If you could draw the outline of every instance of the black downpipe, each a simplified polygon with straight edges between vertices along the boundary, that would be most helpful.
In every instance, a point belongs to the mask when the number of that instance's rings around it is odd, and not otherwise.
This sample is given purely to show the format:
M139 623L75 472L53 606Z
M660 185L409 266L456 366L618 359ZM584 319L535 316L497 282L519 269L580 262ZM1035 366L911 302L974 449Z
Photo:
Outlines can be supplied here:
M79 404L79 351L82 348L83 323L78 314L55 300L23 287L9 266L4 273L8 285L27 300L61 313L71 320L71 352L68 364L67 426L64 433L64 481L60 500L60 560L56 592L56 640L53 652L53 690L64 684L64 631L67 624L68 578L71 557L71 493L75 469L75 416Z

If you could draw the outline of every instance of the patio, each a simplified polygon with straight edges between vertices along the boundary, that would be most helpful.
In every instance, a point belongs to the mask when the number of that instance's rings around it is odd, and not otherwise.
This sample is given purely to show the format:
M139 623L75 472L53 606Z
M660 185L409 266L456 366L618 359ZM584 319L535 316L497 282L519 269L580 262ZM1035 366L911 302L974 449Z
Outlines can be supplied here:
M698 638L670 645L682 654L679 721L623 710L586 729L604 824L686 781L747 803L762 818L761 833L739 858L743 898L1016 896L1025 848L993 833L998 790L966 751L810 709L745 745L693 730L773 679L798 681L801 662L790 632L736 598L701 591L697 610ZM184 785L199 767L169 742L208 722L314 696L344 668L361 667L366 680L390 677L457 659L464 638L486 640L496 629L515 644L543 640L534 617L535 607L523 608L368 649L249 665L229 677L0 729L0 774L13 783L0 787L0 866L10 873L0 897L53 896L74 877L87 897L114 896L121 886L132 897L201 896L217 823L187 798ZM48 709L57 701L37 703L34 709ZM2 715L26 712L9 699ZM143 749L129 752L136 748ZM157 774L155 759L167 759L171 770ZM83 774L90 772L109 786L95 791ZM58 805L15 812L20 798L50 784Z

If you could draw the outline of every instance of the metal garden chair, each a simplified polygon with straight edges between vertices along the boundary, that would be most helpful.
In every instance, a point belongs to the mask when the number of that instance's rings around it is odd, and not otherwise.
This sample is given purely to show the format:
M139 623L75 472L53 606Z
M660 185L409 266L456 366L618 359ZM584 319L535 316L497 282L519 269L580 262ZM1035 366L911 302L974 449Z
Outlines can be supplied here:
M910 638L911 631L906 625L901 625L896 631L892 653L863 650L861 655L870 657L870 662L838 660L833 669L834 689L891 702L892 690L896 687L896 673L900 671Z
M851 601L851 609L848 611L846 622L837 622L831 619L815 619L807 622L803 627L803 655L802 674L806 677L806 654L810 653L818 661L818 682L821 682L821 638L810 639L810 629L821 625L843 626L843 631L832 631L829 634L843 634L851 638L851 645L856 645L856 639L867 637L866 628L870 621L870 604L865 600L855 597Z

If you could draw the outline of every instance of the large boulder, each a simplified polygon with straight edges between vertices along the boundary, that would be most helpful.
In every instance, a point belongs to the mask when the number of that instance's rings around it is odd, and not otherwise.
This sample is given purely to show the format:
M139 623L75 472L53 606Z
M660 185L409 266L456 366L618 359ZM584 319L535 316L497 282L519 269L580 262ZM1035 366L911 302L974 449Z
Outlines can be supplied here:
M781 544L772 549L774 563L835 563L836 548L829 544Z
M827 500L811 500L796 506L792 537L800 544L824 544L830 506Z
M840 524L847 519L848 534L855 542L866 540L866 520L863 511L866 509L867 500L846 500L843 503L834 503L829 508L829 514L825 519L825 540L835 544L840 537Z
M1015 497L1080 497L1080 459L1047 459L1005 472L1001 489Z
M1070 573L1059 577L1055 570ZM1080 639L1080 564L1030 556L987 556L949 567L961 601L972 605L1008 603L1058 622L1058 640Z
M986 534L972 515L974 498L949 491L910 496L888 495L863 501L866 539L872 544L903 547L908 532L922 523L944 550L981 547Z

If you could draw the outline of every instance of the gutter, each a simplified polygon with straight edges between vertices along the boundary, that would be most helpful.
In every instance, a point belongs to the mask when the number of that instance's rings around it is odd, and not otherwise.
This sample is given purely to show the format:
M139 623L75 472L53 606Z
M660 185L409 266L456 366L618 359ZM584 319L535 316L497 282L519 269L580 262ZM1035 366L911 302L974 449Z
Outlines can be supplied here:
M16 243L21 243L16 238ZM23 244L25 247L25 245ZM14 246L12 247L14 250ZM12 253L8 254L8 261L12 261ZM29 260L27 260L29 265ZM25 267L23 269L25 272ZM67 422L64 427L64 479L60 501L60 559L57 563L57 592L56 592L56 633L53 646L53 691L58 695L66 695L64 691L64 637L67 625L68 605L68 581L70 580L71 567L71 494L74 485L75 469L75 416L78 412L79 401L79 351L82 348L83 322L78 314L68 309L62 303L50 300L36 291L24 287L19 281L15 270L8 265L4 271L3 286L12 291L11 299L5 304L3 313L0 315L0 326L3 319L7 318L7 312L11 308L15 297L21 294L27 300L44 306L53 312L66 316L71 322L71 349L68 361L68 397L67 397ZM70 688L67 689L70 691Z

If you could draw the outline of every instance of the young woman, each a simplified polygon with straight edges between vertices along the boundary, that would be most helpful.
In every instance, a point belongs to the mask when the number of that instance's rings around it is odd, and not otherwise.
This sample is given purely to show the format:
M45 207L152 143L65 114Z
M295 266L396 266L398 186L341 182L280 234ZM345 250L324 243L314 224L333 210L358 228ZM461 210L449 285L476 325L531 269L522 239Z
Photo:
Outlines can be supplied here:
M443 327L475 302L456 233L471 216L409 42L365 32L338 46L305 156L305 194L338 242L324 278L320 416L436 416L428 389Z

### What the task asks
Scan the data above and report each line in which "simplified" is present.

### Task output
If you could draw the outline of every instance of the black downpipe, each a simplified polygon with straight edges between vertices along the boundary, that would be most helpful.
If you could draw the outline of every instance of the patio, each a simplified polygon with straight edges between vertices along the boundary, that would be most helpful.
If you could draw the outline of every instance of the metal garden chair, each a simplified polygon with straight edges between vertices along the boundary, that would be most helpful.
If you could draw the outline of every instance of the large boulder, each a simplified polygon with straight edges between vertices along the boundary, that would be most helpful.
If you could draw the outline of every instance of the gutter, each a simplified polygon with straight edges between vertices along the boundary, that would be most helpful.
If you could draw the outline of every instance of the young woman, each a simplified polygon with straight edges between vertices along the boundary, that would be most helpful.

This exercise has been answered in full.